» Kutipan:
○ ○ ○ ○ ○ ○ ○
Kamis, 02 September 2010

Ironi Negeri Tempe

Negeri tempe? Masih ingat dulu di era Orde Baru, pemerintah saat itu membudayakan tempe kepada rakyat agar terbiasa mengkonsumsi makanan berbahan dasar kedelai seperti tahu dan tempe. Bahkan presiden saat itu tidak segan-segan mengatakan bahwa sejak masa kecil hingga menjadi presiden selalu mengkonsumsi tempe dalam menu makannya. Bila bicara tempe, memang secara klinis kandungan gizi terutama protein dalam kedelai dan bahan lainnya pada tempe memang diakui sangat tinggi.

Tau ga sih? pada saat itu hak berbicara dan berpolitik rakyat banyak diperlakukan seperti tempe yang selalu diinjak-injak. Tapi meskipun begitu, saat itu dengan pengaruh presiden Soeharto yang begitu luas dan kuat membuat Indonesia menjadi negeri yang disegani di forum international terutama oleh negara tetangganya termasuk Australia.

Tapi saat ini, di era reformasi dan keterbukaan keadaan menjadi terbalik, saat semangat reformasi dan keterbukaan telah tumbuh dalam diri rakyat Indonesia justru wibawa, kedaulatan dan harga diri bangsa ini dengan mudahnya diinjak-injak negara lain akibat dari lemahnya wibawa pemerintah kita. Mulai dari Australia saat kirisis Timtim yang mulai turut campur urusan dalam negeri kita (dianggap salah satu penyebab Timor Timur lepas dari NKRI), Singapura yang berani memperluas wilayah daratnya dengan reklamasi pantainya hingga luas wilayahnya hampir mendekati perbatasan (dengan menggunakan pasir selundupan dari Indonesia pula) dan yang terbaru adalah Malaysia yang dulu selalu mendengungkan semangat saudara serumpun yang dengan kasat mata berani melecehkan martabat bangsa ini.
○ ○ ○ ○ ○ ○ ○
» Data penentuan titik pada gambar:
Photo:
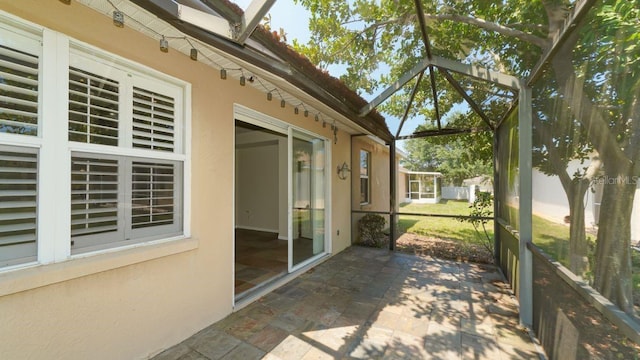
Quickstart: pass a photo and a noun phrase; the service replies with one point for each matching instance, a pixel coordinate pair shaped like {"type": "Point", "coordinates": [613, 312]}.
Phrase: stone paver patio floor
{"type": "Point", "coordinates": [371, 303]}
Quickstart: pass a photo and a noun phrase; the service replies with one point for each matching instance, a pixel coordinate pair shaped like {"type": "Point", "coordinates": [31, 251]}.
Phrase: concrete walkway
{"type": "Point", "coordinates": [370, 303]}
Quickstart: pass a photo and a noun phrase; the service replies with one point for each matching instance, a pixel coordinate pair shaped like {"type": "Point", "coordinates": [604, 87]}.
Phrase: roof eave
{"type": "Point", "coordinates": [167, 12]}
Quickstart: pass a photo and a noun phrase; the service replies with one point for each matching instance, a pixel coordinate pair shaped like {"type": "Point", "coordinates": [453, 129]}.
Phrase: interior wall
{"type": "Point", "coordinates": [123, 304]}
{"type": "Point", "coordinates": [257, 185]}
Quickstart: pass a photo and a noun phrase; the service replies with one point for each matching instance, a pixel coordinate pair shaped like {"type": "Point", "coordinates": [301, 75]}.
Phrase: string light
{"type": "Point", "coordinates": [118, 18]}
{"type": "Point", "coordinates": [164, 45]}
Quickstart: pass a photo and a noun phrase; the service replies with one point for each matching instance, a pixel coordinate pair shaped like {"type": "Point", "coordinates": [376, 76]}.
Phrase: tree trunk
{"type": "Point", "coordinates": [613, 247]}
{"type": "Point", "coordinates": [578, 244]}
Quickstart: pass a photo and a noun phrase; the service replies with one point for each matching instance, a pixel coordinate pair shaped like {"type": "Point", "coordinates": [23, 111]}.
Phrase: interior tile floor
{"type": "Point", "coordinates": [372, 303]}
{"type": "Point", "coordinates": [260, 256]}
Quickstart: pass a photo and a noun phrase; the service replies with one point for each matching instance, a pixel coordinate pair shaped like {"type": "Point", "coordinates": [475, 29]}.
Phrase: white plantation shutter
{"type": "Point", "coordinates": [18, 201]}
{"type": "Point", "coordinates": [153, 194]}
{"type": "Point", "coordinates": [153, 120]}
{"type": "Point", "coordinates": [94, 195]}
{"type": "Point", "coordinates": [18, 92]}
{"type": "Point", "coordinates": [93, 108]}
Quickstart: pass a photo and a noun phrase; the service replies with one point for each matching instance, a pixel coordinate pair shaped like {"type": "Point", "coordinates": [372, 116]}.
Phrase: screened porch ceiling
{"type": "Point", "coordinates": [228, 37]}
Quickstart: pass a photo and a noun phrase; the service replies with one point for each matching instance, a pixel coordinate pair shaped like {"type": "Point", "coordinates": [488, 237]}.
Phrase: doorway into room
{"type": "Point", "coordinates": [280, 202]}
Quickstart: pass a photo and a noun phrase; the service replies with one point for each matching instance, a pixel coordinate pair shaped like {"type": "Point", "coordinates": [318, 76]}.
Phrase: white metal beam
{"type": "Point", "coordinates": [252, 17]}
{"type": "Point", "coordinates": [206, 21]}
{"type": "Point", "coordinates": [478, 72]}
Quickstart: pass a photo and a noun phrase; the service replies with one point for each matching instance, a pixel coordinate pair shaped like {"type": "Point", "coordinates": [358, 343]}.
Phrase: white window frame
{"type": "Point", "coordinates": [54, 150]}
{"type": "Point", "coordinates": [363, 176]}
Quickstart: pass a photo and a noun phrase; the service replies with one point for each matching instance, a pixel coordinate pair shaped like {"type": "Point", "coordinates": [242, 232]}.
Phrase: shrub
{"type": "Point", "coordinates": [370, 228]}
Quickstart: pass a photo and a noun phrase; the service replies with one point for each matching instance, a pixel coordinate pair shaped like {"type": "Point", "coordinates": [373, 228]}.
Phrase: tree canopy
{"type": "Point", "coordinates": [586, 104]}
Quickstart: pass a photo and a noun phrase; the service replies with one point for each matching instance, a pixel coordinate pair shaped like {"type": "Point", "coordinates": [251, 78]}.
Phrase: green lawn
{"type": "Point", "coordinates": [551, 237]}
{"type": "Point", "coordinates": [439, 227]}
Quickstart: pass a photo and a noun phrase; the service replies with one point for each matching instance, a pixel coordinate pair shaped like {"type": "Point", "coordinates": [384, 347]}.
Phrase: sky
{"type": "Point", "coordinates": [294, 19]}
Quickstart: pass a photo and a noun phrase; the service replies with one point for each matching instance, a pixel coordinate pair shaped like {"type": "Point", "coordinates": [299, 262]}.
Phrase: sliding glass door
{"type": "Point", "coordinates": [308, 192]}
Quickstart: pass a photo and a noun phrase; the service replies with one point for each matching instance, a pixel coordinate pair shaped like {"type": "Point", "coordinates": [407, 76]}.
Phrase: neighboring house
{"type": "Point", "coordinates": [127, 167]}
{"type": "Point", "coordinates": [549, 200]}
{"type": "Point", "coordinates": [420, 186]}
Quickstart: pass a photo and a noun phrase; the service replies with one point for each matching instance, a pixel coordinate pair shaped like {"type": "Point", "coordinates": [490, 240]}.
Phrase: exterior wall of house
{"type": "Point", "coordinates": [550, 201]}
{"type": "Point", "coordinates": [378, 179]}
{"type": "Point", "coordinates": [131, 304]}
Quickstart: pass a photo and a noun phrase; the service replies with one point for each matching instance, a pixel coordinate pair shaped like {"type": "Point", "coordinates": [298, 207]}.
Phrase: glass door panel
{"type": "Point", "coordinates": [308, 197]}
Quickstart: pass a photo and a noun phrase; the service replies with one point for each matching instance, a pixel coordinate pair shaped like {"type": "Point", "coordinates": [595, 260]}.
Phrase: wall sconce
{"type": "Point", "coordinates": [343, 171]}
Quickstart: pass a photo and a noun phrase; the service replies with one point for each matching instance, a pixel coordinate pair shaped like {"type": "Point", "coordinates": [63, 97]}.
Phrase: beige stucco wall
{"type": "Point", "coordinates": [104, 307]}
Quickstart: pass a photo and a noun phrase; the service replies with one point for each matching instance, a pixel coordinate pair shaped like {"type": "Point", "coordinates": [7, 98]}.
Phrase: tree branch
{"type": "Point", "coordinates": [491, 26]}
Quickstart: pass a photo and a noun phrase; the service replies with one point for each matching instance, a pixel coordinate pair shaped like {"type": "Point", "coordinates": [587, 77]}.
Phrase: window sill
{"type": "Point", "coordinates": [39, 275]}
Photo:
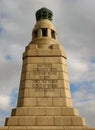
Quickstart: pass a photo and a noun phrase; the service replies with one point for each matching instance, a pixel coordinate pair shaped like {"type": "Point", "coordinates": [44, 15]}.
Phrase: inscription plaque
○ ○ ○ ○ ○ ○ ○
» Deskripsi Tugas: Berikan salinan persis bagian kutipan di atas yang dibuka oleh kata-kata yang memuat "Ironi Negeri Tempe" dan ditutup dengan "diakui sangat tinggi.".

» Jawaban Latihan:
Ironi Negeri Tempe

Negeri tempe? Masih ingat dulu di era Orde Baru, pemerintah saat itu membudayakan tempe kepada rakyat agar terbiasa mengkonsumsi makanan berbahan dasar kedelai seperti tahu dan tempe. Bahkan presiden saat itu tidak segan-segan mengatakan bahwa sejak masa kecil hingga menjadi presiden selalu mengkonsumsi tempe dalam menu makannya. Bila bicara tempe, memang secara klinis kandungan gizi terutama protein dalam kedelai dan bahan lainnya pada tempe memang diakui sangat tinggi.